TASK INSTRUCTIONS » If a line in the data below contains the word "minivan", copy it out.

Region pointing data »
• • • • •

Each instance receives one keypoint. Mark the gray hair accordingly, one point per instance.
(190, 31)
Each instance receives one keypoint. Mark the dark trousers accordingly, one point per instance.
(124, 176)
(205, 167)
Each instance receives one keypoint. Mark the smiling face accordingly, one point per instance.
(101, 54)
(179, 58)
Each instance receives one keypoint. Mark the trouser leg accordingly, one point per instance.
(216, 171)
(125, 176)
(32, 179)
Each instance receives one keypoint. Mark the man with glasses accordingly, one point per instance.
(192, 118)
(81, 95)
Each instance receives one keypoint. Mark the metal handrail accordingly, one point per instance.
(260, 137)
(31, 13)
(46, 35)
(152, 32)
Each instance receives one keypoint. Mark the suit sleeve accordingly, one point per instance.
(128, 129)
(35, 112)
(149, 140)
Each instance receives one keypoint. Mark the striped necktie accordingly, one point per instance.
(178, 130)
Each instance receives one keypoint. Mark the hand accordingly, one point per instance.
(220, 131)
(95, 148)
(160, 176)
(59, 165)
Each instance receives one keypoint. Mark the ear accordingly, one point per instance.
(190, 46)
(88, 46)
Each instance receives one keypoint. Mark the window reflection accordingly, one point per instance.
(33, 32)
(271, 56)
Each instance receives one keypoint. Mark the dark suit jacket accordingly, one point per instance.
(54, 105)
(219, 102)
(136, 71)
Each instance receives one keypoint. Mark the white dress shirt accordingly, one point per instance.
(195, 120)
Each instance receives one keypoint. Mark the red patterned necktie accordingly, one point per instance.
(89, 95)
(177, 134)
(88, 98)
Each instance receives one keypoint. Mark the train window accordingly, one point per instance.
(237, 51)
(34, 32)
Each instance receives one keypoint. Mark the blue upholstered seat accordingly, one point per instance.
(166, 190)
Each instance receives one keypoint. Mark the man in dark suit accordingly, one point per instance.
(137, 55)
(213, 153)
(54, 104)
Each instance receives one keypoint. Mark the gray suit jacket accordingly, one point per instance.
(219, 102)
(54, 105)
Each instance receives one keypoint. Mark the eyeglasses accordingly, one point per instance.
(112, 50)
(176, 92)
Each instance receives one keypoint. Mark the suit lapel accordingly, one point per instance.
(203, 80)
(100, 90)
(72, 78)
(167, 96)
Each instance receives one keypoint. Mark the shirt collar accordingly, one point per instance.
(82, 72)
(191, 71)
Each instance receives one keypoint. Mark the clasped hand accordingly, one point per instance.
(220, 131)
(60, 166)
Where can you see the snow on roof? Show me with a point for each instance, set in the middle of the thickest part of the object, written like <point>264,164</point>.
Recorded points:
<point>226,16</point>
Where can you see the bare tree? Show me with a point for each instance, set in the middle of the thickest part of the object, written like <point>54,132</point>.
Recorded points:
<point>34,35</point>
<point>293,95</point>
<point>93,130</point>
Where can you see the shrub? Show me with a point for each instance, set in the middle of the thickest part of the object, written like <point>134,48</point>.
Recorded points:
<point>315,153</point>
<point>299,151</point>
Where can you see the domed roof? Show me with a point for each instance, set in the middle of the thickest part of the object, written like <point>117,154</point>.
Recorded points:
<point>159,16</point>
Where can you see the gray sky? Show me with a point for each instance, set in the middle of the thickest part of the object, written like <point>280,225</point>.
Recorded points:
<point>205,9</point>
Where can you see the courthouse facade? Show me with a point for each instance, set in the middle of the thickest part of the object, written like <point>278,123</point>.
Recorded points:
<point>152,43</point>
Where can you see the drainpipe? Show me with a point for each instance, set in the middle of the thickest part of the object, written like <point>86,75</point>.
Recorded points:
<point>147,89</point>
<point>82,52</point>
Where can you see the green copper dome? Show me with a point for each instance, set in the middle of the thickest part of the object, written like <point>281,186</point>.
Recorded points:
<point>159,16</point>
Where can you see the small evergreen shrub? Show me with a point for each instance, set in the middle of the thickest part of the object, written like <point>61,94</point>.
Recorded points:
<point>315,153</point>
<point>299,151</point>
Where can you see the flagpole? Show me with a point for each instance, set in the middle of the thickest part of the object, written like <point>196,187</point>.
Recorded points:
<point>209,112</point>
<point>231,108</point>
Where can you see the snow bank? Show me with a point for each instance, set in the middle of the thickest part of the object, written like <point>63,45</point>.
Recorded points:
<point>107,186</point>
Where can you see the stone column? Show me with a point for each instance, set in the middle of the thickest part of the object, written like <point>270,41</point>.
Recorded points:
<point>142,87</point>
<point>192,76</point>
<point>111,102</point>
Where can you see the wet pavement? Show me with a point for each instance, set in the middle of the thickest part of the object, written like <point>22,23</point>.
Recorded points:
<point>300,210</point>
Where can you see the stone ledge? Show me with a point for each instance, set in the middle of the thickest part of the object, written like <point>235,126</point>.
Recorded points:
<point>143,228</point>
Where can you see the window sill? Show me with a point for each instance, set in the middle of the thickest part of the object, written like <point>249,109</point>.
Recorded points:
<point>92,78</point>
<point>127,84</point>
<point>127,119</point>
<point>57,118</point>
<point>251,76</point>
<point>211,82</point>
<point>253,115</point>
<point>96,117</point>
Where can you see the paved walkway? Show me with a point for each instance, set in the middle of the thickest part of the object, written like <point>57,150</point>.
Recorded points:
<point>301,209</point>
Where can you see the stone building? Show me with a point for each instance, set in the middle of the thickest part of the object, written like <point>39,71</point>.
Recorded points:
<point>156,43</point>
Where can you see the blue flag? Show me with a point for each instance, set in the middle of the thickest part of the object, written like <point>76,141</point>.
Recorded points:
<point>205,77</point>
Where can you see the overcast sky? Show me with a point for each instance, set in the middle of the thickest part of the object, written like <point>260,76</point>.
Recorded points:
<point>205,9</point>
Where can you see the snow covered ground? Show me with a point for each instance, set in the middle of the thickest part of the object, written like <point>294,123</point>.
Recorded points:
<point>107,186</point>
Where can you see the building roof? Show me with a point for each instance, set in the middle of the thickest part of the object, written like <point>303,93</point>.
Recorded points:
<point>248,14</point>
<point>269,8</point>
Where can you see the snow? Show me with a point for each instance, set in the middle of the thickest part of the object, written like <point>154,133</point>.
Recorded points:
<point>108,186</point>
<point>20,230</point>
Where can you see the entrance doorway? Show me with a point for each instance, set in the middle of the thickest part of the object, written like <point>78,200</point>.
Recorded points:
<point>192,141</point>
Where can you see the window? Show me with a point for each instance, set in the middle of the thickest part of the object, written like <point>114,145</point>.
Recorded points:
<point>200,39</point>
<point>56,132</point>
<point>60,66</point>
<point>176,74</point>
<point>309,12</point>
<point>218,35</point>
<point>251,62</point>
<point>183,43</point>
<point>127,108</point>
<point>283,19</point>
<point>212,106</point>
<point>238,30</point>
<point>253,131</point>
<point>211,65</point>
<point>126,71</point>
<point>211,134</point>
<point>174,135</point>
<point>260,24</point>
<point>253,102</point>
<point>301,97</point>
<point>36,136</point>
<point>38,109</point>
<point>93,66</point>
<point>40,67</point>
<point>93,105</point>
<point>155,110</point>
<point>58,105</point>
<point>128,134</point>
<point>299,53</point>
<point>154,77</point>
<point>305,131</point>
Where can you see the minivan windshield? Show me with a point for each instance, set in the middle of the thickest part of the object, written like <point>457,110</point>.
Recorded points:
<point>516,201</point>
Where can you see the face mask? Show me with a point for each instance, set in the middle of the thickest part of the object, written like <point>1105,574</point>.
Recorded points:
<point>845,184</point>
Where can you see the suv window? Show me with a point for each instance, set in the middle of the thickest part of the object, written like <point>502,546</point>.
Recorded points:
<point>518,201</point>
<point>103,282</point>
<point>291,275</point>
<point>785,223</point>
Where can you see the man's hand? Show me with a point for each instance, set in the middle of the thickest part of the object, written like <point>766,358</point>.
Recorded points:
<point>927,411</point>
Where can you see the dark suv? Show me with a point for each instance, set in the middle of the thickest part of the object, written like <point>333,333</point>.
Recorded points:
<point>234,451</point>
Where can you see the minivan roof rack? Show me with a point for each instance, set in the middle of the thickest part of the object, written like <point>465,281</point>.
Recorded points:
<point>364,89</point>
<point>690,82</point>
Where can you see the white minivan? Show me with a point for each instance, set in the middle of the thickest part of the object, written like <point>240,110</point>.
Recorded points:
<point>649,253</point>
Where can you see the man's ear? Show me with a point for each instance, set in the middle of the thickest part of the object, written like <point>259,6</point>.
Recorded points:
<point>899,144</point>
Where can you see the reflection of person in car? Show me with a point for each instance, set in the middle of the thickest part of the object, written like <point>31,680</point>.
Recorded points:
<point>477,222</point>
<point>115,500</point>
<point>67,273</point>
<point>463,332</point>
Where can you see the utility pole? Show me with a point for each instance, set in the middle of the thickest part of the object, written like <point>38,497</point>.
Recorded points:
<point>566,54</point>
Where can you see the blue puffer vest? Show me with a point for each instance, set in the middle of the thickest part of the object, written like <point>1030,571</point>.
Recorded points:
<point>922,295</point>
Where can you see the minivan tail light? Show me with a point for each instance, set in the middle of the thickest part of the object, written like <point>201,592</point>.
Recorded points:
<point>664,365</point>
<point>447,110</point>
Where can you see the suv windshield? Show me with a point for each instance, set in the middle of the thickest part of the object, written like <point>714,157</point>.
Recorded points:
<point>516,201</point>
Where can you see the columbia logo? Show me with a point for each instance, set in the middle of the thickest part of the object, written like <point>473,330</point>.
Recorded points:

• • • • •

YOUR RESPONSE »
Where can you see the minivan windshield? Show me with a point for each instance, set in the middle of the thickest part of the object, written like <point>457,110</point>.
Where can you see the minivan roof rack? Show me with a point for each instance, set in the middle of the thickest part of the object, written like <point>465,281</point>.
Where can you see the white minivan? Show me with a point for each instance, set in the middle of the thickest part of the object, written like <point>240,110</point>.
Where can you see the minivan tail light? Show me with a point for each instance, set in the middle of the thickest part of the object, written like <point>201,592</point>.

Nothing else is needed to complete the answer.